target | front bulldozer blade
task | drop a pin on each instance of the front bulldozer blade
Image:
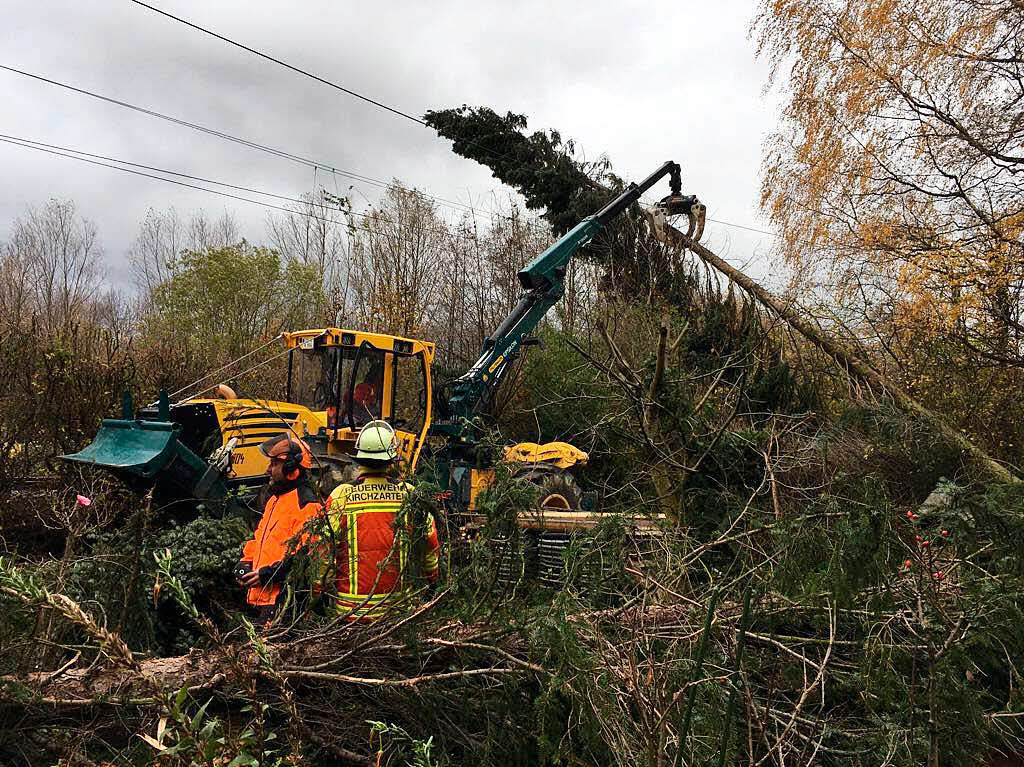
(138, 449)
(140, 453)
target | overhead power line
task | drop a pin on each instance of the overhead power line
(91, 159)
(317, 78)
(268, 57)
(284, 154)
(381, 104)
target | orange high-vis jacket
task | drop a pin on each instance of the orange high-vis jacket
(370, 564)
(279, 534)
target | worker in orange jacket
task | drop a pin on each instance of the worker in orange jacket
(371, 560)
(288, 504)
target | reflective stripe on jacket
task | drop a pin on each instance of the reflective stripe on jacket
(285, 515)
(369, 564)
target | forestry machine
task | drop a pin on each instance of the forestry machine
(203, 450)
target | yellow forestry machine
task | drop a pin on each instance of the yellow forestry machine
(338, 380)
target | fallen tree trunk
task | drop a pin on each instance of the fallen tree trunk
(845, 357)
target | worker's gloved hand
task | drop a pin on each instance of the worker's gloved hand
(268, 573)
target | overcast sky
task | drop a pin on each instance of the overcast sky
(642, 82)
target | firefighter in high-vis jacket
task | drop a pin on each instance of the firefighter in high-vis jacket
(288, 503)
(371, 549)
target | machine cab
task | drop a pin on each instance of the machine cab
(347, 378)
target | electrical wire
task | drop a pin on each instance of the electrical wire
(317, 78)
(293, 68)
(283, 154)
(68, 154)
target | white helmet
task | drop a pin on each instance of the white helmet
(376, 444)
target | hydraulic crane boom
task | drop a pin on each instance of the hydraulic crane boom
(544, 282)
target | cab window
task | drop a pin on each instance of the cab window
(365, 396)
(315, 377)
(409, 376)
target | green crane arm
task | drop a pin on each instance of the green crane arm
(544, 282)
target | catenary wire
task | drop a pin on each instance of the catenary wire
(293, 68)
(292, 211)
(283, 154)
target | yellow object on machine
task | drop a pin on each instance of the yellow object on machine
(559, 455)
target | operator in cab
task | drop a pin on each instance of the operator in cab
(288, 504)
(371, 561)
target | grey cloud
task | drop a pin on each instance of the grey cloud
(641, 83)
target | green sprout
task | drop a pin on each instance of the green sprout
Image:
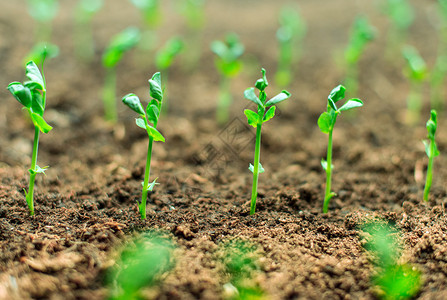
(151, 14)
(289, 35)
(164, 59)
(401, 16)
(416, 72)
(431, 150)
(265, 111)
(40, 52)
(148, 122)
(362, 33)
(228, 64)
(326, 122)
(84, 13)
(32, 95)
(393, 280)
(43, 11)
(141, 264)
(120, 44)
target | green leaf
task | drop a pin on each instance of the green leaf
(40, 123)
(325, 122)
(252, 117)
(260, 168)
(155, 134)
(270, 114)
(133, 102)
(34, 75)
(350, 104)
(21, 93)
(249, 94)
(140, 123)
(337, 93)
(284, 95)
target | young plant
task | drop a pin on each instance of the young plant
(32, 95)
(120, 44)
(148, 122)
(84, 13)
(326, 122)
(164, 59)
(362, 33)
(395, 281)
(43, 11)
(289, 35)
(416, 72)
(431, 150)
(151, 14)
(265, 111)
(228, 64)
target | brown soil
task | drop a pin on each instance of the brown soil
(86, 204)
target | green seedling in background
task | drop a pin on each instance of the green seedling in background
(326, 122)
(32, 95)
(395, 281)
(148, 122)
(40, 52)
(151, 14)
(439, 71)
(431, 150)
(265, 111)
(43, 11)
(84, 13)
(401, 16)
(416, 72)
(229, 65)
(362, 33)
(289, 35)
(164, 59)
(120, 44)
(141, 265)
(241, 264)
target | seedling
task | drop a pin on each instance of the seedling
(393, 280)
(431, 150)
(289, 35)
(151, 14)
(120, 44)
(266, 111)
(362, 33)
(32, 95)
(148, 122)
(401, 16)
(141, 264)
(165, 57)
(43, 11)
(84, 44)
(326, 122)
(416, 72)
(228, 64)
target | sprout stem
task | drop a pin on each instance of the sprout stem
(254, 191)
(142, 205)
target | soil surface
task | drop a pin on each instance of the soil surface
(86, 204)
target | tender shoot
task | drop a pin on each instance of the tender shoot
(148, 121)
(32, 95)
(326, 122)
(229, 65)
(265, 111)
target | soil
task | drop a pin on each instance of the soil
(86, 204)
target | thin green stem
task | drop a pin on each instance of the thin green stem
---
### Request
Repeat every record precisely. Any picture among them stays out of the copy.

### Exercise answer
target | front bulldozer blade
task | drop a pin on each instance of the front bulldozer blade
Image:
(138, 449)
(140, 453)
target | overhead power line
task | drop a pin on each instance of the overhead power line
(91, 159)
(317, 78)
(268, 57)
(284, 154)
(381, 104)
target | orange high-vis jacket
task | drop a pin on each instance of the orange high-vis jacket
(370, 564)
(279, 534)
target | worker in orange jacket
task | drop a pin on each instance of the worker in orange jacket
(371, 560)
(288, 504)
target | reflective stripe on jacket
task | drop a pin on each instance of the reflective stripe on jacket
(285, 515)
(369, 564)
target | forestry machine
task | drop a pin on each instance of the forestry machine
(203, 450)
target | yellow forestry machine
task | drop a pin on each instance of the yellow forestry machine
(338, 380)
target | fallen tree trunk
task | drop a pin on each instance of the fallen tree trunk
(845, 357)
target | worker's gloved hand
task | drop a pin on each instance of the worker's gloved hand
(268, 573)
target | overcast sky
task | drop a pin on each instance of the overcast sky
(642, 82)
target | firefighter in high-vis jacket
task | drop a pin on each instance of the firefighter in high-vis jacket
(288, 503)
(371, 549)
target | machine cab
task | drop a pin on each instance of the machine cab
(347, 378)
target | electrical wire
task | drop a pin on each instance of the electrical wire
(317, 78)
(293, 68)
(283, 154)
(68, 154)
target | white helmet
task | drop a pin on each instance of the white helmet
(376, 444)
target | hydraulic crane boom
task | drop a pin on each instance of the hydraulic crane boom
(544, 282)
target | cab window
task | drop a pin on each instance of the cab window
(365, 396)
(315, 377)
(409, 376)
target | green crane arm
task | drop a pin on each instance of the green crane arm
(544, 282)
target | catenary wire
task | drop a pin on each instance of the catenary wire
(293, 68)
(292, 211)
(283, 154)
target | yellow object on machine
task | drop a pin on each instance of the yellow object on machine
(559, 455)
target | operator in cab
task | drop a pin on each instance of the operator in cab
(288, 504)
(371, 561)
target | grey cloud
task | drop a pin on each instance of the grey cloud
(641, 83)
target | green sprout
task | drop a pin on each instance of the green sprout
Image:
(151, 14)
(289, 35)
(164, 59)
(401, 16)
(416, 72)
(431, 150)
(265, 111)
(40, 52)
(148, 122)
(362, 33)
(228, 64)
(326, 122)
(84, 13)
(32, 95)
(393, 280)
(43, 11)
(141, 264)
(120, 44)
target | green leaf
task | drop a pin on each instance of the green leaf
(40, 123)
(325, 122)
(252, 117)
(260, 168)
(155, 134)
(270, 114)
(133, 102)
(34, 75)
(350, 104)
(21, 93)
(249, 94)
(140, 123)
(337, 93)
(284, 95)
target | young plant
task | drop a pin on each instance of the young plant
(32, 95)
(120, 44)
(148, 122)
(84, 13)
(326, 122)
(164, 59)
(362, 33)
(395, 281)
(43, 11)
(289, 35)
(416, 72)
(431, 150)
(151, 14)
(265, 111)
(228, 64)
target | brown soil
task | drop a pin on each instance of the brown soil
(86, 204)
target | green seedling in background
task | drop a pin on each instance of the green seedling in background
(326, 122)
(32, 95)
(395, 281)
(148, 122)
(40, 52)
(151, 14)
(439, 71)
(431, 150)
(265, 111)
(43, 11)
(84, 13)
(401, 16)
(416, 72)
(229, 65)
(362, 33)
(289, 35)
(164, 59)
(120, 44)
(141, 265)
(241, 264)
target | seedling
task | drop a pin on each instance of the seedling
(393, 280)
(431, 150)
(289, 35)
(151, 14)
(120, 44)
(266, 111)
(362, 33)
(32, 95)
(148, 122)
(401, 16)
(141, 264)
(165, 57)
(43, 11)
(84, 44)
(326, 122)
(416, 72)
(228, 64)
target | sprout stem
task | drop a pin on each instance of the sprout stem
(254, 191)
(142, 205)
target | soil surface
task | drop a pin on each instance of the soil surface
(86, 204)
target | tender shoot
task | drop a pin on each instance of the tender shoot
(148, 121)
(32, 95)
(326, 122)
(229, 65)
(265, 111)
target | soil
task | drop a pin on each instance of the soil
(86, 204)
target | thin green stem
task | drop a pin on each instance of the thin green stem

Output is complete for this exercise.